TASK OBJECTIVE:
Copy out every line of the data exactly.
## start SUPPLIED MATERIAL
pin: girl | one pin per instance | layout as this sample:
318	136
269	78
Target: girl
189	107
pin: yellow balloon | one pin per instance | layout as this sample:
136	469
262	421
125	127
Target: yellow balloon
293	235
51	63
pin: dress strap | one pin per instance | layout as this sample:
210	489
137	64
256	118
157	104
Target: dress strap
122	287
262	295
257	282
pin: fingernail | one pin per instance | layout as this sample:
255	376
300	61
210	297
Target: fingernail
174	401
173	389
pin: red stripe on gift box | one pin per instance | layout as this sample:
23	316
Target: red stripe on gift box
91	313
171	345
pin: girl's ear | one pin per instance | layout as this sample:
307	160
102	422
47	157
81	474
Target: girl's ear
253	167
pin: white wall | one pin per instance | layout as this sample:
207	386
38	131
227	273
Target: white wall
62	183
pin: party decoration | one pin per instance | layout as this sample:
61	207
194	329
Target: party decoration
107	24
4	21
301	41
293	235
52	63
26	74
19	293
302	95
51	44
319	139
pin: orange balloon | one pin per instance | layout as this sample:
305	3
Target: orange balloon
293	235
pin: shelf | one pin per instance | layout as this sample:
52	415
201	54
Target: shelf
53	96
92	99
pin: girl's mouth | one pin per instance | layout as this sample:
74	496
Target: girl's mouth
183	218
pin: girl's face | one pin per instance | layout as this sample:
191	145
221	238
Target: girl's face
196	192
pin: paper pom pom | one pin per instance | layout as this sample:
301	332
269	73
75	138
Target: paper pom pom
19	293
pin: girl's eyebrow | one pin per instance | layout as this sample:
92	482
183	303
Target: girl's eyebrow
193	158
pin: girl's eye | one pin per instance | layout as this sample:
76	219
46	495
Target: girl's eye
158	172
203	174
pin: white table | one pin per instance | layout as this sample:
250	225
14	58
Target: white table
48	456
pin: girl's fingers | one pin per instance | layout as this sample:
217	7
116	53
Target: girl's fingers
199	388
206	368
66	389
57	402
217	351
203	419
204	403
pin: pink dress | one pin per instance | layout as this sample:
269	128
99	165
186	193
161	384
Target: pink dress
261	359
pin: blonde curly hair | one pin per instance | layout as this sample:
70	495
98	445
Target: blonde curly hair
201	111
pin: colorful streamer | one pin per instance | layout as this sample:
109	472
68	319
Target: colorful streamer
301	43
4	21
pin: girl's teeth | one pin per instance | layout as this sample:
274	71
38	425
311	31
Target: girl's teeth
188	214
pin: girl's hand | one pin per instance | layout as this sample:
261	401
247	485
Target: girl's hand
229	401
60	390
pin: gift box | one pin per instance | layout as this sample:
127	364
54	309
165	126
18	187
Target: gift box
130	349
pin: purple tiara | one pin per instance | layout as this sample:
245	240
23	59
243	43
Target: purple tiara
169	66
## end SUPPLIED MATERIAL
ANSWER FOR THE TASK:
pin: girl | one pin per instance | layout as this sample:
318	136
269	78
Target: girl
189	107
pin: yellow balloon | one pin per instance | layout as this sample:
136	469
262	421
125	127
Target: yellow balloon
293	235
51	63
pin: dress strap | one pin per instance | layout as this sample:
210	489
137	64
256	118
157	104
Target: dress strap
122	287
262	295
257	282
pin: fingernail | one pin per instance | layout as this sample:
255	376
300	61
210	297
Target: fingernail
174	401
173	389
pin: red stripe on gift box | one pin per instance | layout as this sample:
23	316
Target: red stripe on gift box
91	313
171	345
pin: girl's ear | one pin per instance | layout as this sample:
307	160
102	422
47	157
81	474
Target: girl's ear
253	167
pin: white wall | one pin per instance | layout as this sample:
207	386
38	131
227	273
Target: white wall
62	183
pin: party decoration | one pin per instance | layout as this sample:
61	207
194	329
Target: party decoration
107	24
4	21
301	41
293	235
52	63
26	74
19	293
302	95
51	44
319	139
pin: orange balloon | one pin per instance | layout as this sample:
305	3
Target: orange balloon
293	235
pin: shelf | one pin per instance | layout as this sample:
52	415
201	54
Target: shelf
53	96
92	99
pin: girl's mouth | one pin per instance | layout as this sample:
74	496
Target: girl's mouth
183	218
pin: girl's face | one pin per instance | layout as this sample:
191	145
221	238
Target: girl's face
196	192
pin: paper pom pom | one pin per instance | layout as this sample:
301	332
269	73
75	138
Target: paper pom pom
19	293
pin: girl's eyebrow | one pin per instance | layout as this sample:
92	482
183	303
Target: girl's eyebrow
193	158
pin: girl's eye | one pin per instance | layout as this sample:
76	219
46	495
Target: girl's eye
158	172
203	174
pin: white table | one pin per instance | layout as this sample:
250	225
14	58
Target: white table
48	456
pin: girl's fingers | one pin per instance | layout as this sample:
217	7
116	53
Target: girl's fingers
199	388
206	368
66	389
57	402
217	351
203	419
204	403
pin: pink dress | one pin per instance | layout as this sample:
269	128
99	165
186	193
161	384
Target: pink dress
261	359
pin: blonde curly hair | one pin per instance | layout as this sample:
70	495
98	445
Target: blonde curly hair
201	111
pin: colorful streamer | one pin per instance | layout as this sample:
109	472
68	319
Target: colorful streamer
301	43
4	21
pin: girl's teeth | one pin per instance | layout as this sample:
274	71
38	425
311	31
Target: girl's teeth
188	214
pin: girl's hand | one pin per instance | layout as this sample:
261	401
247	485
Target: girl's hand
229	401
60	390
pin: gift box | one pin per instance | layout as this sample:
127	364
54	309
165	126
18	187
Target: gift box
130	349
pin: purple tiara | one pin per instance | layout as this sample:
245	240
23	59
243	43
Target: purple tiara
169	66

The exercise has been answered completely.